# [WORK TASK]
Every entry below has to appear again in your reply, word for word, but no picture may.

# [TASK INPUT]
------------

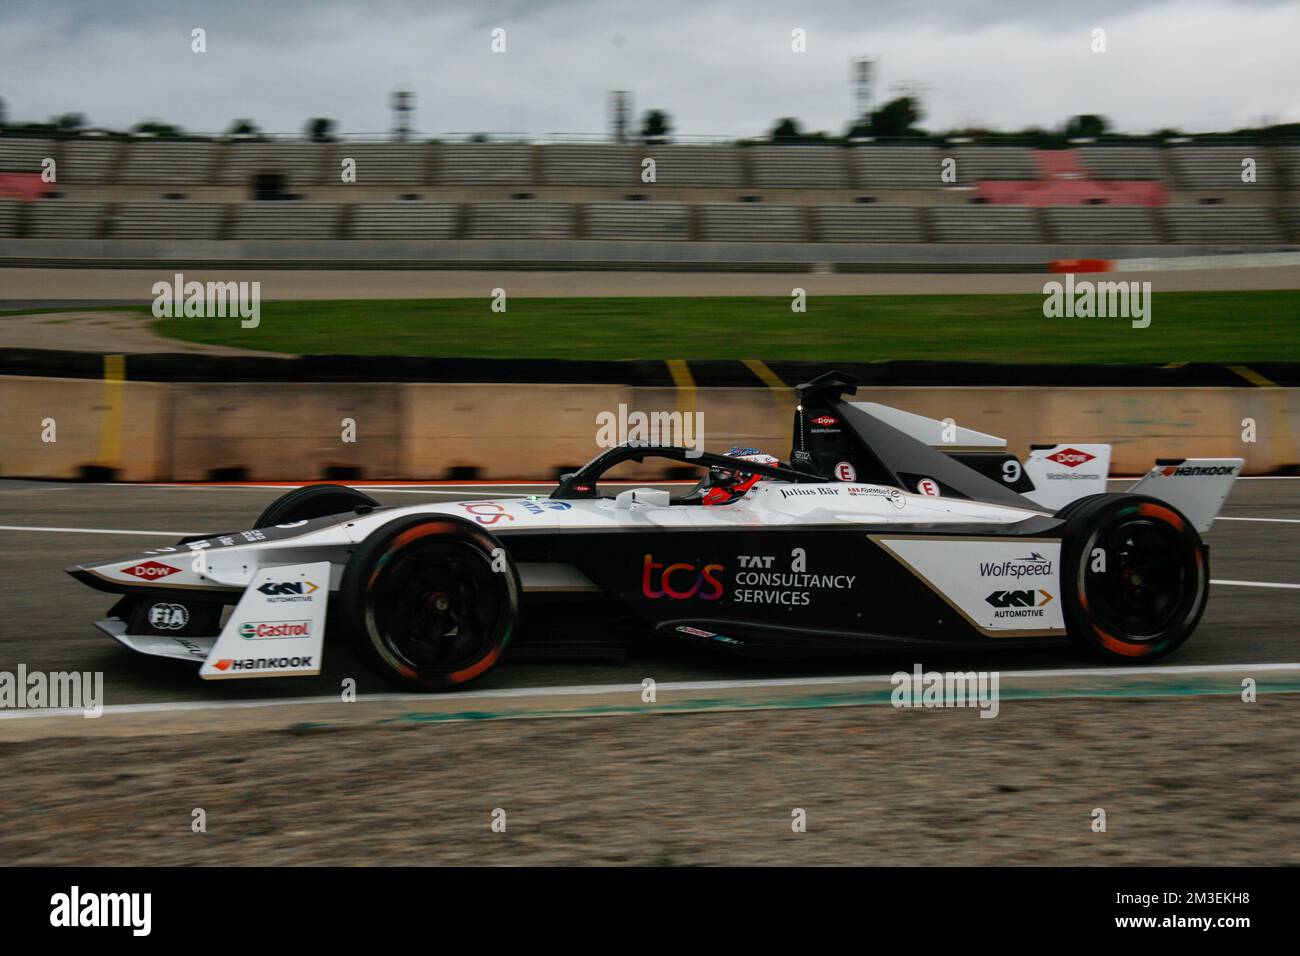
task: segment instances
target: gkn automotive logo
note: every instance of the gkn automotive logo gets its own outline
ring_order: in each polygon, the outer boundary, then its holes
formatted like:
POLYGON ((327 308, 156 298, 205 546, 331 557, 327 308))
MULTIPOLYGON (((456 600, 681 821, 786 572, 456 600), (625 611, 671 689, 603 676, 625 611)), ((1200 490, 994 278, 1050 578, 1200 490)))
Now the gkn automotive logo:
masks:
POLYGON ((310 601, 318 585, 311 581, 267 581, 258 587, 258 591, 268 597, 268 604, 281 604, 286 601, 310 601))
POLYGON ((1024 588, 1015 591, 994 591, 984 600, 997 608, 993 612, 995 619, 1042 617, 1042 609, 1051 603, 1052 595, 1042 588, 1024 588))
POLYGON ((981 561, 982 578, 1028 578, 1045 577, 1052 573, 1052 561, 1031 551, 1027 557, 1013 558, 1010 561, 981 561))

------------

# [WRITTEN SOLUTION]
task: segment instances
target: gkn automotive logo
note: every instance of the gkn automotive logo gets its own outline
ring_order: in each polygon, the outer boundary, then its holes
formatted like:
POLYGON ((327 308, 156 298, 205 546, 331 557, 327 308))
MULTIPOLYGON (((456 600, 681 821, 786 572, 456 600), (625 611, 671 689, 603 676, 625 611)), ((1200 490, 994 278, 1050 578, 1200 490)))
Now the gkn automotive logo:
masks:
POLYGON ((310 601, 318 585, 311 581, 267 581, 258 587, 258 591, 268 597, 268 604, 281 604, 286 601, 310 601))
POLYGON ((1024 588, 1015 591, 994 591, 984 600, 997 608, 993 612, 995 619, 1042 617, 1042 609, 1051 603, 1052 595, 1042 588, 1024 588))
POLYGON ((981 561, 982 578, 1028 578, 1045 577, 1052 573, 1052 561, 1031 551, 1027 557, 1013 558, 1010 561, 981 561))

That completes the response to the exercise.